# TASK REQUIREMENTS:
The whole listing that follows should be printed again, unchanged.

*** Begin section ***

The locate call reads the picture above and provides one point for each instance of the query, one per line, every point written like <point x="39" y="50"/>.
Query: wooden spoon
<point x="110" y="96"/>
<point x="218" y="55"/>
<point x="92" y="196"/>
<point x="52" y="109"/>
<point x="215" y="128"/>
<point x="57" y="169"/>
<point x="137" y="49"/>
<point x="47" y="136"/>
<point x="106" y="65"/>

*** End section ***

# TASK SOLUTION:
The locate call reads the picture above and provides one point for each instance of the query, one per line, every point written like <point x="39" y="50"/>.
Query: wooden spoon
<point x="110" y="96"/>
<point x="218" y="55"/>
<point x="92" y="196"/>
<point x="52" y="109"/>
<point x="215" y="128"/>
<point x="57" y="169"/>
<point x="137" y="49"/>
<point x="47" y="136"/>
<point x="106" y="65"/>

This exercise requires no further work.